▶ **Task brief**:
Among the lines below, a stretch begins at the one with "The function MUST return, for every instance of the river, a" and ends at the one with "as in [141,242].". Repeat that stretch exactly, ends included.

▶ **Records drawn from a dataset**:
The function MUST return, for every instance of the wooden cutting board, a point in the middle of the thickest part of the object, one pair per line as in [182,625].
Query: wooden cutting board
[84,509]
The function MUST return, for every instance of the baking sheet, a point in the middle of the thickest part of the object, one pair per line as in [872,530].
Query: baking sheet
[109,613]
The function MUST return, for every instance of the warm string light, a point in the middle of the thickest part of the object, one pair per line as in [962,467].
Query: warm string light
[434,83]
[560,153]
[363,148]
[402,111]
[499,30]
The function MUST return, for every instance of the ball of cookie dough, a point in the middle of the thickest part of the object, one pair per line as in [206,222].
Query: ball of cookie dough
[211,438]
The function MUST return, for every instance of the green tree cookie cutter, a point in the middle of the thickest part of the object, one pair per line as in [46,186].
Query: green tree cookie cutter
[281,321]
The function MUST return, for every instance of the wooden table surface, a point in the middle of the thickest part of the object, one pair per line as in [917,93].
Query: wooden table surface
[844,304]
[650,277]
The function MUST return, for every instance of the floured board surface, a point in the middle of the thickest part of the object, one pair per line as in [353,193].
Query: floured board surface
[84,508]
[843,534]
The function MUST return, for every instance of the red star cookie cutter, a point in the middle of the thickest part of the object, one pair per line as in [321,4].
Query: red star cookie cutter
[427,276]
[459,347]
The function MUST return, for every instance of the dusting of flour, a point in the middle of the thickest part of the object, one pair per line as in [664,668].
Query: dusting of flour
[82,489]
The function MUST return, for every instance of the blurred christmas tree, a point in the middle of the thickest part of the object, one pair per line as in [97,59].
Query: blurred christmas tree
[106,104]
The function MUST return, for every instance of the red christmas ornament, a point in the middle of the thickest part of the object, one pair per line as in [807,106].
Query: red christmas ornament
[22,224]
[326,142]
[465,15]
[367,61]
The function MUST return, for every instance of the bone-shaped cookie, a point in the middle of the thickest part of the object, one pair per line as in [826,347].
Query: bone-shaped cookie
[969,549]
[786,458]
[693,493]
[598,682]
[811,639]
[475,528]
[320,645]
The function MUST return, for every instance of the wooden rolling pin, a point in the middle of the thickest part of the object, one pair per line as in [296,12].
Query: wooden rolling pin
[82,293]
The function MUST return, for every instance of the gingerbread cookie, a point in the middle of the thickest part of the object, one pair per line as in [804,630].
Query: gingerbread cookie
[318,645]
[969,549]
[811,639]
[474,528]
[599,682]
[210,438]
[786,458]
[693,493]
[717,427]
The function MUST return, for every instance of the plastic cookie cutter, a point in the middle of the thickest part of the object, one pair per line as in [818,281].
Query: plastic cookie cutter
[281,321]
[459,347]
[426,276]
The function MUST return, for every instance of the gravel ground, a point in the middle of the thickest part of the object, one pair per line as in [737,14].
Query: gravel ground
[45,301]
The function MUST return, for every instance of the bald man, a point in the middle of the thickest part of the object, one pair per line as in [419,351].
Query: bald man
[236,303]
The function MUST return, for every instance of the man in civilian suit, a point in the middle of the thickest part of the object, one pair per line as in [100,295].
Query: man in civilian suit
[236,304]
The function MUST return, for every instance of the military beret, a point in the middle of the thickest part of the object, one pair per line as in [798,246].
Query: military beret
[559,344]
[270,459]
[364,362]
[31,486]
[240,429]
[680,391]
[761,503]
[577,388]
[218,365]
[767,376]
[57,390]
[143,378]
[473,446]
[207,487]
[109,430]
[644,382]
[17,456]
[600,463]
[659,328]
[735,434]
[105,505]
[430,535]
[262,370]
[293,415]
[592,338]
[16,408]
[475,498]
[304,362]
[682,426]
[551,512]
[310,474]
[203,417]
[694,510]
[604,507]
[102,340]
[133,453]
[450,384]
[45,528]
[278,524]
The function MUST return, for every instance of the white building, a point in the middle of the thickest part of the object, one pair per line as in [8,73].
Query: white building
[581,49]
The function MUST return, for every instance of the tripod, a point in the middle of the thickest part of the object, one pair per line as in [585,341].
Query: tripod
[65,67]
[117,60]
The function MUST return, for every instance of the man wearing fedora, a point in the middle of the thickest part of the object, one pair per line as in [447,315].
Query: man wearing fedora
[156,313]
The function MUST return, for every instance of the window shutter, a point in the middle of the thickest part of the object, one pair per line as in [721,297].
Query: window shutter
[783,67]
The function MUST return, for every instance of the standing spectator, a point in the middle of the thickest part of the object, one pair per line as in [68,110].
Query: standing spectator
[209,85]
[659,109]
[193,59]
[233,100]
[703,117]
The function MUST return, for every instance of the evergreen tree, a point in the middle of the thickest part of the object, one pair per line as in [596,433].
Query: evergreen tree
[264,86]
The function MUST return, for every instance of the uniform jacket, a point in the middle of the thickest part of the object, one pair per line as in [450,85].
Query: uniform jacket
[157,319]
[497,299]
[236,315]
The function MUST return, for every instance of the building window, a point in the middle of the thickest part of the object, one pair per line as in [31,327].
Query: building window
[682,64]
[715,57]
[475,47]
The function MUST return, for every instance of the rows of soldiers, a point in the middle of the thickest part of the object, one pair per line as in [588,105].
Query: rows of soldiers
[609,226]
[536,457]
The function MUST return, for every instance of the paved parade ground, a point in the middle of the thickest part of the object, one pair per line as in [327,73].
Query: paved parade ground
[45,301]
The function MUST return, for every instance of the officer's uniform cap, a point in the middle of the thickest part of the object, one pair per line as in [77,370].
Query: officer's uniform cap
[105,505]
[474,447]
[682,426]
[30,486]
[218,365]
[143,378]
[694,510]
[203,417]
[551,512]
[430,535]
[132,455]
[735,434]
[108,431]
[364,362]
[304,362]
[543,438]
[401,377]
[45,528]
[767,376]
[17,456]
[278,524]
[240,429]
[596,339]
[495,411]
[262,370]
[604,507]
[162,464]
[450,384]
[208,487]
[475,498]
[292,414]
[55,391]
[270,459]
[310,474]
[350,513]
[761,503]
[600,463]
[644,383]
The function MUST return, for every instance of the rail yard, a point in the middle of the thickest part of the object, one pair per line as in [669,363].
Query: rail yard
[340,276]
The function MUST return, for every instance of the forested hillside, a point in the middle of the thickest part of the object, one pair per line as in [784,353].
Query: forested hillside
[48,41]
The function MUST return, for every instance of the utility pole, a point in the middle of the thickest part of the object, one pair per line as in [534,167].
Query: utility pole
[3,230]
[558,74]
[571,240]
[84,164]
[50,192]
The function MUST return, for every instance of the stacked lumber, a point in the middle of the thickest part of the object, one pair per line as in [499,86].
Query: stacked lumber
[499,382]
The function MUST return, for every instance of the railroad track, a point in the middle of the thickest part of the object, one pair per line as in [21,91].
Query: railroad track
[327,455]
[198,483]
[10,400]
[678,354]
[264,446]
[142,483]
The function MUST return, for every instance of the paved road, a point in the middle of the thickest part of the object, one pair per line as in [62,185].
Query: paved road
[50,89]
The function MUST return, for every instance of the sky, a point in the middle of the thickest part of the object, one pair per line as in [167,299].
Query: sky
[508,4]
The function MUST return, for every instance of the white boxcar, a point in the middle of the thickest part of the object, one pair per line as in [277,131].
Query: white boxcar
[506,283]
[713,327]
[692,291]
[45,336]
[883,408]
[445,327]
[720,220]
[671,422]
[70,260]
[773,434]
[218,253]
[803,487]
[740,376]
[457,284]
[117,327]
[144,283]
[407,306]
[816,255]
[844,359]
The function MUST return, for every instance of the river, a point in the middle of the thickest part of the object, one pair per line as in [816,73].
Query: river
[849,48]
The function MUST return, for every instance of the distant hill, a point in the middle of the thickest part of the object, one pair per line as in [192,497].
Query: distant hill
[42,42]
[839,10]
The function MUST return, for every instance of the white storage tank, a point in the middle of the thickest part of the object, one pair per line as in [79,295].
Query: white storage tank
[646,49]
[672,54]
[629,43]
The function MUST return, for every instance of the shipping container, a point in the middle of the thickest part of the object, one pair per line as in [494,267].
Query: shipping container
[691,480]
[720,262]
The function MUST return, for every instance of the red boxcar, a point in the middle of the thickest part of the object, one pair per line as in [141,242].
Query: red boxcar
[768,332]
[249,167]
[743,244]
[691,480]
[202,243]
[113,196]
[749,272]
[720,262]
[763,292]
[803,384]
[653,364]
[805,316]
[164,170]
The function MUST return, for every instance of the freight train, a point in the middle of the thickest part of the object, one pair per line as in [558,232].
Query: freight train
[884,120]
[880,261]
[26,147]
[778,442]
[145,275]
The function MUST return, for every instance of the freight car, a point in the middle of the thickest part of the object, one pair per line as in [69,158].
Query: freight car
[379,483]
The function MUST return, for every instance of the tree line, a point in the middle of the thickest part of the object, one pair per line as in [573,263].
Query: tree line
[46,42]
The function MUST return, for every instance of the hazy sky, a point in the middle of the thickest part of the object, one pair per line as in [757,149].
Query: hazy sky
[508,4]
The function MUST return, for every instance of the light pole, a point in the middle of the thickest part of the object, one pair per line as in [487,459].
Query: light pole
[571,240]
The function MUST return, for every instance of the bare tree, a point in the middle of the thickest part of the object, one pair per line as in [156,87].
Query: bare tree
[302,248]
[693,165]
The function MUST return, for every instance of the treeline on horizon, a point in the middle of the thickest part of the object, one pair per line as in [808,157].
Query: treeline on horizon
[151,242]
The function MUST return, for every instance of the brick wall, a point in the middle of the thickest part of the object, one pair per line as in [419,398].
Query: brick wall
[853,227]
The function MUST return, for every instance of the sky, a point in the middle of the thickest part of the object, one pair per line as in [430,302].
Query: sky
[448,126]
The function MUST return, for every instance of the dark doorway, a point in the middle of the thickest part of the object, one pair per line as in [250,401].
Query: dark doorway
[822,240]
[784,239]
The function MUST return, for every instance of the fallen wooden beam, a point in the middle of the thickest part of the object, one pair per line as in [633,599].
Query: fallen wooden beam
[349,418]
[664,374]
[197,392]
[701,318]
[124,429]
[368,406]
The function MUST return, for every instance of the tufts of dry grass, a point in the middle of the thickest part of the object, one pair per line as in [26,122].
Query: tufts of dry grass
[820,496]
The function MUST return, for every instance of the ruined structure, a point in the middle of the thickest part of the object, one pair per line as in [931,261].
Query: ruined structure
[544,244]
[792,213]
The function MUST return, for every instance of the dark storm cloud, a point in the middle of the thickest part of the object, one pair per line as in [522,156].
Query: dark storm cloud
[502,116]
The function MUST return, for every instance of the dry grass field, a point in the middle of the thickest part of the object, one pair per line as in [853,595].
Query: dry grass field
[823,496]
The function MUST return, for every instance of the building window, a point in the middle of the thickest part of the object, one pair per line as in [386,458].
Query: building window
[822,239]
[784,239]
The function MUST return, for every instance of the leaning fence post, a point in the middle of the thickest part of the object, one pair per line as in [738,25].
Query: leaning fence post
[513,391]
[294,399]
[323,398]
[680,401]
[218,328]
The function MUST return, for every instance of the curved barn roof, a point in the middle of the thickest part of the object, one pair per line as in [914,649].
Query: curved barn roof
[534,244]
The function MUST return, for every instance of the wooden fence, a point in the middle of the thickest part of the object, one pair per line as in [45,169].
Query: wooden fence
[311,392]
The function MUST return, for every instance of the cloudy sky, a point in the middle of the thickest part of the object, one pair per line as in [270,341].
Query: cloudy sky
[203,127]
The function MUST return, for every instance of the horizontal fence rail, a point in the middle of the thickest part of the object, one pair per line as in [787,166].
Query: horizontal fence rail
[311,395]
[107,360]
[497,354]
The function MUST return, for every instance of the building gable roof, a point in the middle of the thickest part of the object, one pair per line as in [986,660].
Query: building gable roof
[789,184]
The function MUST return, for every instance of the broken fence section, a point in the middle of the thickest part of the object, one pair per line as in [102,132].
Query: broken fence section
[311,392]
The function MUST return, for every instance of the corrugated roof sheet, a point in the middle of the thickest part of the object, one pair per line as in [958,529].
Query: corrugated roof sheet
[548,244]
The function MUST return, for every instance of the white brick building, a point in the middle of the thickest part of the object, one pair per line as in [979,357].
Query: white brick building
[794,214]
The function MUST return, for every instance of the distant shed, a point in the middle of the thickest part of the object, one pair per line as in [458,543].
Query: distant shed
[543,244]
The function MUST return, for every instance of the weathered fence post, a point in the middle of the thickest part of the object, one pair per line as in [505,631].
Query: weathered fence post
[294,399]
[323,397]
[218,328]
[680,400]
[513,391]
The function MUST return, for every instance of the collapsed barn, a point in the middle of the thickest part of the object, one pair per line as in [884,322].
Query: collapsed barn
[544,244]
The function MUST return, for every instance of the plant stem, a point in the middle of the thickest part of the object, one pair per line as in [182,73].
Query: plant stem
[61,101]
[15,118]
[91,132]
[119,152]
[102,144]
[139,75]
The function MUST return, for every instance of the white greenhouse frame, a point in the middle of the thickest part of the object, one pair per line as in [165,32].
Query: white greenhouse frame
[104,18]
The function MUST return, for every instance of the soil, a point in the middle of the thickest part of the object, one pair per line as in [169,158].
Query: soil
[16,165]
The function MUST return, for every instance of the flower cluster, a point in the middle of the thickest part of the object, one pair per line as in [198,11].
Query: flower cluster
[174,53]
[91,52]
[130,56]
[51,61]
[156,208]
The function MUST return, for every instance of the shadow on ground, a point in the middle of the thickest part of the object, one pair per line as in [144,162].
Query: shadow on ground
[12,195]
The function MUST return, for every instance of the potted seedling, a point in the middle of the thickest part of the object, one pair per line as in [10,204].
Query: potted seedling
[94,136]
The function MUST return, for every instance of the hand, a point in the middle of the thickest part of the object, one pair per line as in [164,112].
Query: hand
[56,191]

▶ **Output below**:
The function MUST return, for every instance of the river, a point in the middle of the thickest part of the object, one pair per line as in [816,73].
Query: river
[849,48]
The function MUST return, for every instance of the distant hill, a point in the middle of the thickest part of the object, one pair per line as in [192,497].
Query: distant hill
[42,42]
[839,10]
The function MUST return, for every instance of the white storage tank, a point in the middle of the thickest part of the object, one pair per line as in [79,295].
Query: white storage tank
[646,49]
[672,54]
[629,43]
The function MUST return, for every instance of the shipping container, a point in the middle of the thickest part of the object, one pair per line as in [494,267].
Query: shipping container
[691,480]
[720,262]
The function MUST return, for every instance of the red boxcar, a point in the middle of the thickest part of the object, one pair per line as in [141,242].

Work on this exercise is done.